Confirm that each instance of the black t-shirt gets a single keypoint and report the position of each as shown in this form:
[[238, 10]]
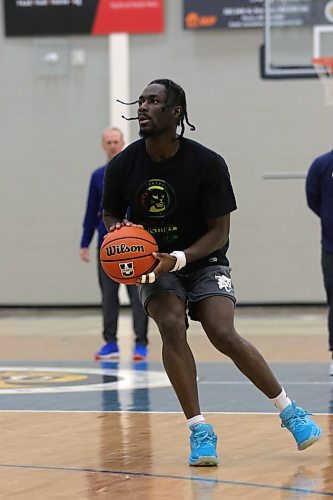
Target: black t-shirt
[[172, 199]]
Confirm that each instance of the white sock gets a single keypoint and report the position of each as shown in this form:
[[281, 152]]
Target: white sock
[[198, 419], [281, 401]]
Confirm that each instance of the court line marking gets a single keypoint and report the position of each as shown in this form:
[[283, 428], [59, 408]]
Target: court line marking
[[306, 491], [154, 412], [245, 382]]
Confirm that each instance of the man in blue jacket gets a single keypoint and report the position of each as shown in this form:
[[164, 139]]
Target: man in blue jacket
[[112, 143], [319, 192]]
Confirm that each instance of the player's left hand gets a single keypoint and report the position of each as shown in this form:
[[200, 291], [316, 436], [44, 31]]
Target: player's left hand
[[166, 263]]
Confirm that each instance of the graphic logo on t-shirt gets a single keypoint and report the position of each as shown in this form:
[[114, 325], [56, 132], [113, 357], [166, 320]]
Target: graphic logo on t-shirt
[[157, 198]]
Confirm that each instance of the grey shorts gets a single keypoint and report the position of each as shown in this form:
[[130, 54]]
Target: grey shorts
[[192, 287]]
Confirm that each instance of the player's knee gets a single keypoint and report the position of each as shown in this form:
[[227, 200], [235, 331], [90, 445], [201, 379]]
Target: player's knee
[[171, 325], [225, 339]]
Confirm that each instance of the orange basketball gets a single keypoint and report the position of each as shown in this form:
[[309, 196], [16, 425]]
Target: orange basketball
[[126, 254]]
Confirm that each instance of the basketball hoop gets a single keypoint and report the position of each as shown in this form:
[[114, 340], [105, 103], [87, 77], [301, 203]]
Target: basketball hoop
[[324, 70]]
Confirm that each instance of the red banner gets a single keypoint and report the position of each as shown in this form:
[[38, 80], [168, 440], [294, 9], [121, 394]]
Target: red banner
[[74, 17], [128, 16]]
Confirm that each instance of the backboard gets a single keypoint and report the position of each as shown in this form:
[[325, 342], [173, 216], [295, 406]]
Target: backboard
[[295, 32]]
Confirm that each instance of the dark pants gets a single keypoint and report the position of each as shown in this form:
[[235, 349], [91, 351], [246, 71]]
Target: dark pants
[[110, 309], [327, 266]]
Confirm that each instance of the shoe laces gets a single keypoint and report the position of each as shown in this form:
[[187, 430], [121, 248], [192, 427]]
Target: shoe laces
[[202, 436], [297, 420]]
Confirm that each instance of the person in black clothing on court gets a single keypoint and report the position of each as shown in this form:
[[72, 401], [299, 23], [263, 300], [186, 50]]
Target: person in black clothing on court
[[180, 191]]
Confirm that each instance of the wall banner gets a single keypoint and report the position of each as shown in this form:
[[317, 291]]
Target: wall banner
[[233, 14], [74, 17]]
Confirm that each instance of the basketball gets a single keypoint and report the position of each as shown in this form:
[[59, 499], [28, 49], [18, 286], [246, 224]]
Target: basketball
[[126, 254]]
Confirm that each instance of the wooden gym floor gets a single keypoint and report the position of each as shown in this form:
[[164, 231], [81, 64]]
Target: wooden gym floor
[[72, 428]]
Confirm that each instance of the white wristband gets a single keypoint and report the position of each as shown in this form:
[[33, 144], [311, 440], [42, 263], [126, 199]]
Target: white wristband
[[180, 262]]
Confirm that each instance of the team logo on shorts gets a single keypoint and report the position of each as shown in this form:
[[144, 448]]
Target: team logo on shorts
[[224, 282], [126, 269]]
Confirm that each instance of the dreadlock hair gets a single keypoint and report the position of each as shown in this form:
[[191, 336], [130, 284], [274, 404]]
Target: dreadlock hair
[[175, 96]]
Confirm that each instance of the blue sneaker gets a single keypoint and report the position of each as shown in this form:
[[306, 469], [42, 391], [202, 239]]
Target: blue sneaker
[[203, 445], [303, 428], [110, 350], [140, 352]]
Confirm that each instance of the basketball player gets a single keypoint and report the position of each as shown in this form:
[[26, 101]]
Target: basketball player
[[112, 143], [319, 195], [181, 192]]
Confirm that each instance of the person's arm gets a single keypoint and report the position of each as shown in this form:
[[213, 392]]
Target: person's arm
[[313, 196], [216, 237], [90, 219]]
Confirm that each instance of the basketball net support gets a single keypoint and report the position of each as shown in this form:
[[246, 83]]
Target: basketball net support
[[119, 81]]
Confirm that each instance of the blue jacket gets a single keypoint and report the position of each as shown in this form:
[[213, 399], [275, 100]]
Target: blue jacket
[[93, 219], [319, 192]]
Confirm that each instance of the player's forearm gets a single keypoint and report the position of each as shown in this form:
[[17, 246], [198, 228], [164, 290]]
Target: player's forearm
[[109, 220]]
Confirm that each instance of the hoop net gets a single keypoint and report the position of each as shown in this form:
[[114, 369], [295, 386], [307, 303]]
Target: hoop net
[[324, 70]]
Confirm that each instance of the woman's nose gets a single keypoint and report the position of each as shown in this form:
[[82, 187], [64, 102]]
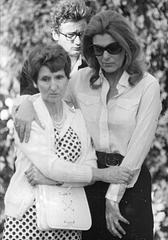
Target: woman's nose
[[77, 40], [106, 54], [53, 85]]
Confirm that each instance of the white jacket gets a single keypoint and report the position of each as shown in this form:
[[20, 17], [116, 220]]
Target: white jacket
[[40, 151]]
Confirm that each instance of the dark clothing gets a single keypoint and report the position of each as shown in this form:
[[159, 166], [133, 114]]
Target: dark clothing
[[135, 206]]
______________________________
# Exercise objective
Edit every one of the rows above so that "keypoint" becomes "marker", leaving everything else unchanged, and give them back without the pictures.

# Reply to the task
Confirm that each instance of the black t-shirt gets a single marker and report the position of each as shown in this form:
[[238, 10]]
Target: black t-shirt
[[172, 199]]
Confirm that each instance of the white sock gets a single marker and report the position of each as shown in this form:
[[281, 152]]
Target: white sock
[[198, 419], [281, 401]]
Confirm that each instance of the court line marking gets a single marker and report the position of each as shown in this form:
[[283, 428], [59, 408]]
Target: court line marking
[[306, 491], [154, 412], [245, 382]]
Confirm that each instance of the man in blue jacket gets a single marker and report the position of each as shown in this form:
[[164, 139]]
Target: man in blue jacket
[[112, 143], [319, 192]]
Confirm that each instance of the player's left hand gets a single marker and report the position of each as shown in this form:
[[200, 291], [316, 436], [44, 31]]
Target: player's left hand
[[166, 263]]
Confirm that each instance of the graphic logo on t-shirt gets a single marker and report the position of each as shown in this form:
[[114, 325], [56, 132], [113, 357], [166, 320]]
Target: graphic logo on t-shirt
[[157, 198]]
Confirm that each instance of the grey shorts gets a single marker and report the position of each as shown in this form:
[[130, 54]]
Target: grey shorts
[[192, 287]]
Confirm that each instance of the player's knee gets a single marker and report the position of each as shown in this form:
[[227, 200], [235, 331], [90, 445], [201, 379]]
Target: player's knee
[[171, 325], [225, 339]]
Confirm that each instance of the orange basketball gets a single marker and report the position of each as shown in this form:
[[309, 196], [16, 425]]
Target: orange basketball
[[126, 254]]
Confirm that each instance of the basketball hoop gets a single marker and report the position of each as shown in this form:
[[114, 340], [105, 103], [87, 77], [301, 203]]
Target: basketball hoop
[[324, 70]]
Confirm that each instance of the red banner gets a single marker and report the position of each as shown in this form:
[[38, 80], [168, 440], [294, 9], [121, 394]]
Target: red banner
[[74, 17], [128, 16]]
Confirm that each instance of the backboard gets a single marker and report the position of each as shown in this form:
[[325, 342], [173, 216], [295, 406]]
Target: backboard
[[295, 32]]
Confirm that each instance of the dark pants gets a single marker and report the position of each as shown in this form:
[[235, 349], [91, 351], [246, 71]]
Target: dark pants
[[110, 309], [327, 266]]
Confirm that each instance of the shoe laces gets a single marker and report the position of each as shown in this form:
[[187, 430], [121, 248], [192, 427]]
Target: shoe laces
[[202, 436], [297, 420]]
Confirm that each instance of the person in black clothing on court gets a single marker and report the position of each as shown in this form:
[[72, 401], [299, 23], [263, 300], [186, 50]]
Target: person in black clothing on court
[[180, 191]]
Confirm that each instance of the wall banner gets a single marker and report the position of each as shown in this form:
[[317, 291]]
Target: wall banner
[[233, 14], [74, 17]]
Confirm that each instance of the basketball gets a single marker and report the position of each as shown in this form:
[[59, 499], [28, 49], [18, 286], [246, 224]]
Target: basketball
[[126, 254]]
Confirm that each instance of the wooden gym floor gets a single marker and report the position of each as shown in this form:
[[164, 231], [81, 64]]
Target: wooden gym floor
[[72, 428]]
Confirm that each instance of the white wristband gets a single marker and report the position of each as shown in this form:
[[33, 144], [311, 440], [42, 263], [126, 199]]
Target: white wristband
[[180, 262]]
Confirm that each instance of the team logo on shorts gets a single marker and report the position of each as shown in this form:
[[144, 448]]
Target: team logo on shorts
[[224, 282], [126, 269]]
Confirm that each instance of the dreadlock hair gets a single marker and report the position of each as shown in this form:
[[191, 336], [130, 284], [274, 404]]
Target: dreadlock hair
[[175, 96]]
Confirm that each instance of the blue sneaker gets a single marker and report the position of each as shown in this form:
[[306, 469], [42, 391], [202, 239]]
Target: blue sneaker
[[203, 445], [303, 428], [110, 350], [140, 352]]
Confirm that each instance of the basketball player gets a single marker and report the position of each as shown in this form:
[[26, 101]]
Target: basketball player
[[112, 143], [319, 195], [181, 192]]
Confirm that each instance of the person's arm gets a single marker and report the position of each as shown in this form:
[[213, 392]]
Target: person's arm
[[313, 196], [216, 237], [90, 219]]
Confirm that each instance of the basketball net support gets a single marker and report the position of each as shown in this form:
[[246, 83]]
Target: basketball net support
[[119, 81]]
Confirm that each instance of the blue jacket gets a single marker and report the position of each as shown in this form:
[[213, 399], [275, 100]]
Target: blue jacket
[[93, 219], [319, 192]]
Confirm that each instance of the player's forearm gets a single marker and report the position of each as shown in this form:
[[17, 246], [198, 228], [164, 290]]
Target: player's forearm
[[109, 220]]
Confirm that each instance of the hoop net gets a single marker and report the position of each as shown in this form:
[[114, 369], [295, 386], [307, 303]]
Target: hoop net
[[324, 70]]
Confirm that each instance of the woman's nose gets a single marker and report the position of each as shown in this form:
[[82, 187], [64, 102]]
Target: woman's nose
[[77, 40], [106, 54], [53, 85]]
Confirm that each instance of the white jacket gets a single marker and report the position of each as shown in this form:
[[20, 17], [116, 220]]
Target: white jacket
[[40, 151]]
Confirm that each instance of the dark clothing gets a single marker and report the position of each as shown in this form:
[[159, 166], [133, 114]]
Target: dark clothing
[[135, 206]]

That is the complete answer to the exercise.